**Task description**
Give back the entries in full, exactly as they are written.

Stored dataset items
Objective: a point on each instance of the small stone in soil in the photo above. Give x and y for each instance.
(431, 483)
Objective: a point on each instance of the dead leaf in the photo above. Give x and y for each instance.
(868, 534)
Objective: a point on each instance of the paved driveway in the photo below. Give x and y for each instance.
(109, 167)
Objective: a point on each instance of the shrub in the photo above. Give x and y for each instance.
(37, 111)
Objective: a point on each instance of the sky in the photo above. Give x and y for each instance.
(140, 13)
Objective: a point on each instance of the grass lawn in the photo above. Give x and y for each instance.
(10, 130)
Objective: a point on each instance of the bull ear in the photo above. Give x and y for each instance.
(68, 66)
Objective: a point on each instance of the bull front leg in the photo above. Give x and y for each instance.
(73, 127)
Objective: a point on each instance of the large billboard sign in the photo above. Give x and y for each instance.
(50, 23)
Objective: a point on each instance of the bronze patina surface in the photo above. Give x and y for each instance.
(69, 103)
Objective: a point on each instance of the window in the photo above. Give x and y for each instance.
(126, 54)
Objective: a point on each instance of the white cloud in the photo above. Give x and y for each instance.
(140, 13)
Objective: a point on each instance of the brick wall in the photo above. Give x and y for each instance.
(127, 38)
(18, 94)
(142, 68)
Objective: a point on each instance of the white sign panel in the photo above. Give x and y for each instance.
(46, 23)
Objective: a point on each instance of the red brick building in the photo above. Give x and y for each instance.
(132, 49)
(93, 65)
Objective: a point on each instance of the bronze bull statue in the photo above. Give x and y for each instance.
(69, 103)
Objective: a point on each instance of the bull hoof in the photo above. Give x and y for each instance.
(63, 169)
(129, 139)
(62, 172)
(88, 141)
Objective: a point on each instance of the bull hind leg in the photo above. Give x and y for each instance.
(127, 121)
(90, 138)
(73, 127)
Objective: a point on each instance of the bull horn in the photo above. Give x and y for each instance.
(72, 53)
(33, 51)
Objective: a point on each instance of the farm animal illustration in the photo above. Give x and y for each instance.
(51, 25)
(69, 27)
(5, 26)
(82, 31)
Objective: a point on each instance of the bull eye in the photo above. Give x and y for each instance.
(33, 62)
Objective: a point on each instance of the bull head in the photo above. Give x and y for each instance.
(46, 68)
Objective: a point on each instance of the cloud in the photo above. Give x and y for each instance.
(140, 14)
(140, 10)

**Expected output**
Objective: a point on each instance of the small stone in soil in the photo above. Give x and y for each instance.
(431, 483)
Objective: a point on each instance of the dead leaf in the photo above. Give x and y for each instance.
(868, 534)
Objective: a point on each instance of the paved driveway in the photo below. Give x and y for each instance.
(109, 167)
Objective: a point on each instance of the shrub in the photo above. Give x and y for each instance.
(37, 111)
Objective: a point on each instance of the sky in the photo above. Give x and y for each instance.
(140, 13)
Objective: a point on each instance of the grass lawn in the photo above. Give x and y for each instance.
(10, 130)
Objective: a point on each instance of the bull ear in the photo above. Give x and y for each instance.
(68, 66)
Objective: a point on each instance of the bull front leg in the photo above. Give x and y for each instance.
(73, 127)
Objective: a point on each instance of the large billboard sign in the photo above. Give x and y for each instance.
(50, 23)
Objective: a point on each instance of the bronze patina surface in the photo above. Give x and y for each instance.
(69, 103)
Objective: a point on each instance of the window in the photo above. Give x and y for each instance.
(126, 54)
Objective: a point on each instance of the white cloud in the photo above. Give x and y for each instance.
(140, 13)
Objective: a point on each instance of the brick wall in the photo above. Give x and y for each instance.
(127, 38)
(18, 94)
(142, 68)
Objective: a point on each instance of the white sign panel in the photo above. Give x and y for each instance.
(46, 23)
Objective: a point on each instance of the red brick building in the photo above. Give x and y for each instance.
(132, 49)
(93, 65)
Objective: a point on each instance of the bronze bull statue in the photo above. Give x and y for each instance.
(69, 103)
Objective: a point on each instance of the bull hoof in the photo above. Give x and y for each instance.
(63, 169)
(129, 139)
(62, 172)
(88, 141)
Objective: a point on each instance of the bull hind leg in the photo above. Give x and y for each instance.
(127, 121)
(90, 138)
(73, 127)
Objective: a point on each instance of the bull horn in the photo above. Give x and y for each instance.
(72, 53)
(33, 51)
Objective: a point on each instance of the farm animal illustration in the photo above. Give x and y for each instance.
(51, 25)
(69, 27)
(5, 26)
(82, 31)
Objective: a point on each instance of the bull eye in the photo above. Give x and y for each instance.
(33, 62)
Objective: a point on each instance of the bull head in the photo above. Give x and y for each instance.
(46, 68)
Objective: a point on each instance of the cloud in the photo above. Give x and y for each instance.
(140, 14)
(140, 10)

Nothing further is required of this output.